**Work item:** Would you please return all of the entries below exactly as shown?

═══ Given data

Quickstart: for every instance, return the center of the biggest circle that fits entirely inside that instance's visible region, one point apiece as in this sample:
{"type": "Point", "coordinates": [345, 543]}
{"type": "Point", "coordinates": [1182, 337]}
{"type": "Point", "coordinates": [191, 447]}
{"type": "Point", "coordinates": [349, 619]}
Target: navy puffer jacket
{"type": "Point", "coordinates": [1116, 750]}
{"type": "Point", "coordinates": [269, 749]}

══════

**Solution to the exercise:**
Quickstart: for every instance, return the center of the biggest circle that fits entirely inside that instance's visible region, one point apiece as in this sample:
{"type": "Point", "coordinates": [345, 543]}
{"type": "Point", "coordinates": [1182, 337]}
{"type": "Point", "coordinates": [191, 447]}
{"type": "Point", "coordinates": [349, 619]}
Target: navy puffer jacket
{"type": "Point", "coordinates": [1116, 750]}
{"type": "Point", "coordinates": [269, 749]}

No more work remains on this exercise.